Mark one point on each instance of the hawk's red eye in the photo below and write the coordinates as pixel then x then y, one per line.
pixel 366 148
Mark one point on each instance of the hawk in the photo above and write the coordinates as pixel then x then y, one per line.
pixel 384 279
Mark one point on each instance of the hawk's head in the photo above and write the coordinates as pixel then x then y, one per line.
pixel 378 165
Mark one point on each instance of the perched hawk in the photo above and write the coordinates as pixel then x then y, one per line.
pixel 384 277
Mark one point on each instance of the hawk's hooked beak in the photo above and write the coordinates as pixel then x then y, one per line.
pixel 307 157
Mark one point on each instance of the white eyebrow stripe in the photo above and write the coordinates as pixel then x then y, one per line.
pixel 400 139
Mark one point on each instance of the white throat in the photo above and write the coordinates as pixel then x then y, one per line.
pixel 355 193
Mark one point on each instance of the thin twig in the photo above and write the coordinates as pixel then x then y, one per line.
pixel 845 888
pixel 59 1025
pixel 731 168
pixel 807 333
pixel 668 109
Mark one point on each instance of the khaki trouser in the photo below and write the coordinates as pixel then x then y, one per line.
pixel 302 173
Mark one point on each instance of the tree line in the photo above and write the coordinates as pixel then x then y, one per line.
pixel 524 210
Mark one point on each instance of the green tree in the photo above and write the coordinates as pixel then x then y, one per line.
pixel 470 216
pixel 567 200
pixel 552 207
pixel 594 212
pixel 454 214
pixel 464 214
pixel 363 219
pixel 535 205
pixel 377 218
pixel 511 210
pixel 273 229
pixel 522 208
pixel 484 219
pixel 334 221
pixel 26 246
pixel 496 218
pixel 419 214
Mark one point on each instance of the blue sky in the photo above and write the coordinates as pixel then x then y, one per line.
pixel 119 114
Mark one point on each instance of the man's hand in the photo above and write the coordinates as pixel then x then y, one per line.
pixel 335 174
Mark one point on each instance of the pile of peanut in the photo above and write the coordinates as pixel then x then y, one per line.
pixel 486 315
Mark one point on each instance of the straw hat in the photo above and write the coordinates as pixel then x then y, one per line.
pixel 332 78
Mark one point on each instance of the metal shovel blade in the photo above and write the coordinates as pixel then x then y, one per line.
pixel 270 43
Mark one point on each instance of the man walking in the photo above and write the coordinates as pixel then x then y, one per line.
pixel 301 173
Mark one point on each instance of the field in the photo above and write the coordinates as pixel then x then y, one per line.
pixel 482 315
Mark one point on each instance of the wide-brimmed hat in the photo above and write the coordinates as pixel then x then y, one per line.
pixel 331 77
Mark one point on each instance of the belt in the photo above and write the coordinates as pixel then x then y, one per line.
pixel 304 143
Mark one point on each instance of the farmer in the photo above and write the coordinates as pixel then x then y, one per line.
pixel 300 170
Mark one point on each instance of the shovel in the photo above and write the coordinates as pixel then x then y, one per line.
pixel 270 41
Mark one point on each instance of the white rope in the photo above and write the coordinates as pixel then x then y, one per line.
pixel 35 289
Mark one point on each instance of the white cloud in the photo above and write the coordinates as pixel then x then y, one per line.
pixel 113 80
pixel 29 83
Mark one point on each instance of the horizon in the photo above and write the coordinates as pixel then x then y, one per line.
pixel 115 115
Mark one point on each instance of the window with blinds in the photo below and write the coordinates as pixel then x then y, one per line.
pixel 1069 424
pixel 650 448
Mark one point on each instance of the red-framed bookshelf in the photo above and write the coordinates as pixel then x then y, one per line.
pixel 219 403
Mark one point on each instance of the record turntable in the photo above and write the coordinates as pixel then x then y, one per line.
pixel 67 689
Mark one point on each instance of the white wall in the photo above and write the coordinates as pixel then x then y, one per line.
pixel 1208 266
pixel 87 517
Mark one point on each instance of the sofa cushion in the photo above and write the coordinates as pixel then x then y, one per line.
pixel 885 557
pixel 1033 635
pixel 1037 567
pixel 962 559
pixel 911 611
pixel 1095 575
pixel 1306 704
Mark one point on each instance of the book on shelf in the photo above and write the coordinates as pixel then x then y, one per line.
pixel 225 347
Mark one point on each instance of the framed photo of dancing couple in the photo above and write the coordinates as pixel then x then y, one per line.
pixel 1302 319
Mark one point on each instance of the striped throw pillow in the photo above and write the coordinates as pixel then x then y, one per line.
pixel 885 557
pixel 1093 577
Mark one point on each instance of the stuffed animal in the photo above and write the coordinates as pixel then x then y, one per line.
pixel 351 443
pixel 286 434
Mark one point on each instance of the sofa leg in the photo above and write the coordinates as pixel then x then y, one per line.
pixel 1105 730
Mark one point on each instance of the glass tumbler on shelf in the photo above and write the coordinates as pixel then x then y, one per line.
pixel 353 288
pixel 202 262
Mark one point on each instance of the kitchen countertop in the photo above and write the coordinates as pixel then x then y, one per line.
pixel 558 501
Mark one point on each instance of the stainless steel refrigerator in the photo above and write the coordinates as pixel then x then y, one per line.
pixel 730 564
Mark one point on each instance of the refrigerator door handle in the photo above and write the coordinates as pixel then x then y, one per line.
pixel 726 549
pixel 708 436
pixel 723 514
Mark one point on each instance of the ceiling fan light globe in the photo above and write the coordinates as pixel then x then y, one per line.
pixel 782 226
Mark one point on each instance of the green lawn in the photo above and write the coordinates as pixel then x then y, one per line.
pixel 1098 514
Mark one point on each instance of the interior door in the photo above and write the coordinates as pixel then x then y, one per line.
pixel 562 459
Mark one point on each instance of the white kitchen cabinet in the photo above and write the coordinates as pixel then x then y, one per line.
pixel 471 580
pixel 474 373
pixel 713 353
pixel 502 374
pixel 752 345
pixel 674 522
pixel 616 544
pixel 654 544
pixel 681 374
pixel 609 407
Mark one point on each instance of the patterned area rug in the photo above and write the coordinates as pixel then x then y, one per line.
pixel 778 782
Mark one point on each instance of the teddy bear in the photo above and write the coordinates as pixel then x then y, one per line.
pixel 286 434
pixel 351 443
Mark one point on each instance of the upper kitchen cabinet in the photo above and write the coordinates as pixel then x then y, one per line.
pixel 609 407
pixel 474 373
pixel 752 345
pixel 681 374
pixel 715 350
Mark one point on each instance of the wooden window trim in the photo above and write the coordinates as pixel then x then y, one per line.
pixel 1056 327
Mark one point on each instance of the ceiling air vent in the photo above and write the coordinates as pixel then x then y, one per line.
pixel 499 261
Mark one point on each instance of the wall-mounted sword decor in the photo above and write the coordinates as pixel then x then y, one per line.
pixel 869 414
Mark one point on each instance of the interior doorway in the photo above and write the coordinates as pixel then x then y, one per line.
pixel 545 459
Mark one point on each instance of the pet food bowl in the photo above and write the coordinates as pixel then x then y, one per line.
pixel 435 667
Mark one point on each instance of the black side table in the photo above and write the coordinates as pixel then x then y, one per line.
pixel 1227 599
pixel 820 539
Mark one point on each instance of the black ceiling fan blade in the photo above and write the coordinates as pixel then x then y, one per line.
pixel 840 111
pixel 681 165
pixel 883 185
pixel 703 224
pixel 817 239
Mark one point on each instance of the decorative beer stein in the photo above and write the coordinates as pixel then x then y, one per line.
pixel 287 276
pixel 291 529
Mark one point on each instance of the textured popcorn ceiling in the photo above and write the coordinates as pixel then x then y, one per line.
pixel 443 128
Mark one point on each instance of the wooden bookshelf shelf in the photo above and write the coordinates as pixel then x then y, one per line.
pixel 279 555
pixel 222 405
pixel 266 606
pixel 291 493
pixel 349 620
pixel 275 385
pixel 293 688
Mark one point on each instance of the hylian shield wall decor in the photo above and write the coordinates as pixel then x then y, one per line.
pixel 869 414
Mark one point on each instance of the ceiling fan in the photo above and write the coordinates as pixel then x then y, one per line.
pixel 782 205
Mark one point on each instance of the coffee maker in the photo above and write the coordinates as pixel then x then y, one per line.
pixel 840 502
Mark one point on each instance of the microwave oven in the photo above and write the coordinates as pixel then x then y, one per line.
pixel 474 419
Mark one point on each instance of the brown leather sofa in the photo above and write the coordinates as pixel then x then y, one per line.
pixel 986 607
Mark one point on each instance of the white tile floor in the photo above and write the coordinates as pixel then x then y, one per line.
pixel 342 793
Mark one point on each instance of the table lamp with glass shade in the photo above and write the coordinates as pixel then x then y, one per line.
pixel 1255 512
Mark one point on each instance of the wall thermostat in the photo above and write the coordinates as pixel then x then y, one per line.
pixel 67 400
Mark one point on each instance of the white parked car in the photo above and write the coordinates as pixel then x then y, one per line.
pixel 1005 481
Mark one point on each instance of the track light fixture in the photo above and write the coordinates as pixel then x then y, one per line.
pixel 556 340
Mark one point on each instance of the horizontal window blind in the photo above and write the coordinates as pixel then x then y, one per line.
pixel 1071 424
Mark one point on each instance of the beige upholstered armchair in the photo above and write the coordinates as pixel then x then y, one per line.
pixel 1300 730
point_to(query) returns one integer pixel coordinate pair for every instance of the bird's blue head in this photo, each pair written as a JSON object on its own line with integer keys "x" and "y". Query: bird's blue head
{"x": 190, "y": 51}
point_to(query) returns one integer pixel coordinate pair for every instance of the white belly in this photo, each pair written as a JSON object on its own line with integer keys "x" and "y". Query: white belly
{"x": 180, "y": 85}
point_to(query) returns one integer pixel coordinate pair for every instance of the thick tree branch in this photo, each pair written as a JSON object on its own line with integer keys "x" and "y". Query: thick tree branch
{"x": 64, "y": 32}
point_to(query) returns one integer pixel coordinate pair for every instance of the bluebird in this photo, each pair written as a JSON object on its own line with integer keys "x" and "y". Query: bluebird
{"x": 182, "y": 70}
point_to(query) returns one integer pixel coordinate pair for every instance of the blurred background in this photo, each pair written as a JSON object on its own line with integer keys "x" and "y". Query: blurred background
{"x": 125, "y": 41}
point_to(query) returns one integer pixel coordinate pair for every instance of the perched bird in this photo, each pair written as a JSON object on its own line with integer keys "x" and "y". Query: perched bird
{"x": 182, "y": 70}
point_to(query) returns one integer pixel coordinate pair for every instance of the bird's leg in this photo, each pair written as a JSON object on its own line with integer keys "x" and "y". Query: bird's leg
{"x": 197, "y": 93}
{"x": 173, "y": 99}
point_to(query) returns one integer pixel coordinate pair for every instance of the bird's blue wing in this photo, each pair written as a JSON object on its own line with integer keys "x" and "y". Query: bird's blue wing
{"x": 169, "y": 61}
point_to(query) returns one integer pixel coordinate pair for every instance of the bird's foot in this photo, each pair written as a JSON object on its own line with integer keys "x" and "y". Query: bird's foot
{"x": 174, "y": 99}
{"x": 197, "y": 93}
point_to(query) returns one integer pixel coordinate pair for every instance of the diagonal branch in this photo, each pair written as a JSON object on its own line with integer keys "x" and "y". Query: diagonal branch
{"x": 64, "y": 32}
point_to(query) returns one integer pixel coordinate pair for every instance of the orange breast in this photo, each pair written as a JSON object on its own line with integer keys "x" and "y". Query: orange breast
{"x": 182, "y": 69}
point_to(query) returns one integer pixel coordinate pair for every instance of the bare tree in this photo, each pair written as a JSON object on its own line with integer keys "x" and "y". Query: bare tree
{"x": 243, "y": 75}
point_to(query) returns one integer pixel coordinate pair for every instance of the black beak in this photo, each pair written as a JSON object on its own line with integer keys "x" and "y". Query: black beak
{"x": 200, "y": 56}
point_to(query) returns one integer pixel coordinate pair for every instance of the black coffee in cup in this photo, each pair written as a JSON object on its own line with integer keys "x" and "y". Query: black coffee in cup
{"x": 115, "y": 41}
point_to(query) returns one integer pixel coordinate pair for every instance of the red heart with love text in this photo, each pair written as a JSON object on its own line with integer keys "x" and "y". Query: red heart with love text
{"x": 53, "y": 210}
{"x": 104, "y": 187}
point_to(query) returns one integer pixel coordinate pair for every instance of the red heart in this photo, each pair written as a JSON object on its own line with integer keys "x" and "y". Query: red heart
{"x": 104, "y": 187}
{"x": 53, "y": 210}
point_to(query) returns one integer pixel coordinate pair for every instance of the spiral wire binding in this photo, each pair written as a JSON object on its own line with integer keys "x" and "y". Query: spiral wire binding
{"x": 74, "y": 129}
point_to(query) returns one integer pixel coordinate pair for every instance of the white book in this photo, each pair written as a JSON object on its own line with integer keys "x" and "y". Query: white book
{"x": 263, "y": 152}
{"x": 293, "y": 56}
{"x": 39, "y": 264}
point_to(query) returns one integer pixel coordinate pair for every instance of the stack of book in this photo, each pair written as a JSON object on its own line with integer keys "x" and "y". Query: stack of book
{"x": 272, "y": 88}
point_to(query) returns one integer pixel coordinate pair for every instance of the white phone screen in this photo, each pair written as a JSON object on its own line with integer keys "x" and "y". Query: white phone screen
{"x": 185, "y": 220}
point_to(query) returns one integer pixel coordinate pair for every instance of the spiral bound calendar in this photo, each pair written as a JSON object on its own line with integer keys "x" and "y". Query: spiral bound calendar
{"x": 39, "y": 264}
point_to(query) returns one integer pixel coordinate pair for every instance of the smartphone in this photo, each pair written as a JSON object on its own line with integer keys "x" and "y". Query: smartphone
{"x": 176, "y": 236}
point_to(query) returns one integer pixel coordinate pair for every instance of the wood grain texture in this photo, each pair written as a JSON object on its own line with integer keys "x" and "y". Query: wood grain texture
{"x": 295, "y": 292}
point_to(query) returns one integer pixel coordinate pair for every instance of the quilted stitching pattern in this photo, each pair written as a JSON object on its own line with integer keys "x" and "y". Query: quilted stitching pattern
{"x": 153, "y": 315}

**Stated exercise:**
Rewrite everything in the data from the line containing "Mark one point on each instance of the pile" down to the line containing "pixel 115 115". Swap "shovel" for "spade" and change nothing else.

**Written reply:**
Mark one point on each instance of the pile of peanut in the photo above and write the coordinates as pixel then x then y, one per line.
pixel 486 315
Mark one point on each instance of the straw hat in the photo above and write the coordinates as pixel then x then y, one per line.
pixel 332 78
Mark one point on each instance of the metal spade blade in the photo above and write the coordinates as pixel then x then y, one per line.
pixel 270 43
Mark one point on each instance of the man walking in the photo above and write the coordinates as pixel then x then y, one per line.
pixel 301 173
Mark one point on each instance of the field in the photo above and write the coordinates as pixel then x then y, one per line.
pixel 482 315
Mark one point on each instance of the wide-brimmed hat in the photo above and write the coordinates as pixel then x then y, one per line.
pixel 331 77
Mark one point on each instance of the belt in the photo above and write the coordinates as pixel then x then y, one per line.
pixel 304 143
Mark one point on each instance of the farmer in the photo above and write the coordinates as pixel then x then y, one per line.
pixel 300 170
Mark one point on each instance of the spade in the photo above and write the coordinates as pixel then x then y, one per line.
pixel 270 41
Mark one point on each instance of the white rope in the photo above and write the coordinates as pixel then x then y, one per line.
pixel 35 289
Mark one point on each instance of the white cloud in the photo above and write the coordinates as pixel then x then y, one per line.
pixel 113 80
pixel 29 83
Mark one point on each instance of the horizon in the photo above and write the coordinates as pixel then x then y, one per line.
pixel 115 115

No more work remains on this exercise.